SELECTED EXTRACT:
Segment Open
Director: Jack Arnold
Stars: John Agar, Mara Corday, Leo G. Carroll
Reviewed by Brian M. Sammons
I love big bug movies. They’re not really frightening, but there is a certain kind of charm to them that I just eat up with a spoon. Maybe it’s because I am old enough to have experienced the Saturday afternoon creature features on UHF as a kid and these gems from the 1950s were a staple on those shows. So to say that I grew up watching these and that they helped make me the man I am today would not be an understatement. This fun flick about a huge, hairy spider going on a rampage was one of the first big bug movies and it’s still one of the best, and I am thrilled to death that it’s out on a new DVD from the Umbrella Entertainment form Australia. And yes, with all of their releases, it can be watched here in North America, but should you? Well, check your boots before you put them on, get a big can of Raid, and let’s find out.
In the Arizona desert, science is doing science things with growth hormones in the hopes of increasing the world’s food supply. So good on them for noble justification, but in the 1950s, when man meddled around with SCIENCE! then bad things were soon to follow. In this case a cute little tarantula suddenly turns not so little anymore and goes on a murderous walkabout through the sandy landscape. A local doctor and a dead scientist’s daughter (because girls can’t be scientists, silly) come together and begin to follow the trail of a strange disease which leads to dead cows and finally to the big bug, his own bad self. Only science and good old American military might combined will have any chance to bring this bad bug down. Oh, and keep an eye peeled for a young Clint Eastwood as a jet pilot in one of his earliest cinematic roles.
Segment Closed
EXERCISE SET:
[A] According to the review, what role does a young Clint Eastwood play in the movie?
[B] Update the passage of the review that opens with "In the Arizona" and closes with "earliest cinematic roles.", writing it out again with "tarantula" replaced by "wolf spider".
These entries have nothing to do with the review.

Stored data entries:
Segment Open
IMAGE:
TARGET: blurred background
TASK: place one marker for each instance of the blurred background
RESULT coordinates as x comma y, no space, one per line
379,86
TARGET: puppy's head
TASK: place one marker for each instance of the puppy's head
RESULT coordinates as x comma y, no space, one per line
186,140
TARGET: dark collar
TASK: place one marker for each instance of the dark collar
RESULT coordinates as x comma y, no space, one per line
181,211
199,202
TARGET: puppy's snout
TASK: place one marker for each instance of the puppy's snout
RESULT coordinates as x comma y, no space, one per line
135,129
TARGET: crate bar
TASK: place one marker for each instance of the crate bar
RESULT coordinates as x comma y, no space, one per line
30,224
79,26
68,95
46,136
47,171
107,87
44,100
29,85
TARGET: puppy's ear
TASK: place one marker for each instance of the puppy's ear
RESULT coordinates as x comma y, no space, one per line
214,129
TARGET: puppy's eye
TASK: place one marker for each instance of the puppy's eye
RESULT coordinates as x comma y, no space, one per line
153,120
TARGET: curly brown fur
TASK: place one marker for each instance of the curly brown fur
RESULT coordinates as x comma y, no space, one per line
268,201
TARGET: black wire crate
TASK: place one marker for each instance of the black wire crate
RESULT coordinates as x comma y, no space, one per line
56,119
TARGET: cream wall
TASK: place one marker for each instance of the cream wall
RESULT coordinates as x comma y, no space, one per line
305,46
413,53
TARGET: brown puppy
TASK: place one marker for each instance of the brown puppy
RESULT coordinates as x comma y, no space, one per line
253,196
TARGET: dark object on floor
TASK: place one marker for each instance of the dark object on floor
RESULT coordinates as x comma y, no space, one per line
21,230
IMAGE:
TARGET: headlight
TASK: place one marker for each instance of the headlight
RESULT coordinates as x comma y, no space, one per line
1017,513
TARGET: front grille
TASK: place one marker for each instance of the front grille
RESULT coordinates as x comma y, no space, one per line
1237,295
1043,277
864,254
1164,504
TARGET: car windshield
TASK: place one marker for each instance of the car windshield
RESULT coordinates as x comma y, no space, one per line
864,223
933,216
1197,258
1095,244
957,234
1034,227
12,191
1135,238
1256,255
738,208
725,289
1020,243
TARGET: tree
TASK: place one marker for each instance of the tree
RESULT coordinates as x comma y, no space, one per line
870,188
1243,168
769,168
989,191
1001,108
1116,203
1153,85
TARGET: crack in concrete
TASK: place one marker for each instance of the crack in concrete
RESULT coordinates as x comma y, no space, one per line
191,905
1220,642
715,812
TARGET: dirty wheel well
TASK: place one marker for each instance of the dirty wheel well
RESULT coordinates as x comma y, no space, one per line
Segment Closed
SOLUTIONS TO THE PROBLEMS:
[A] A jet pilot.

[B]
In the Arizona desert, science is doing science things with growth hormones in the hopes of increasing the world’s food supply. So good on them for noble justification, but in the 1950s, when man meddled around with SCIENCE! then bad things were soon to follow. In this case a cute little wolf spider suddenly turns not so little anymore and goes on a murderous walkabout through the sandy landscape. A local doctor and a dead scientist’s daughter (because girls can’t be scientists, silly) come together and begin to follow the trail of a strange disease which leads to dead cows and finally to the big bug, his own bad self. Only science and good old American military might combined will have any chance to bring this bad bug down. Oh, and keep an eye peeled for a young Clint Eastwood as a jet pilot in one of his earliest cinematic roles.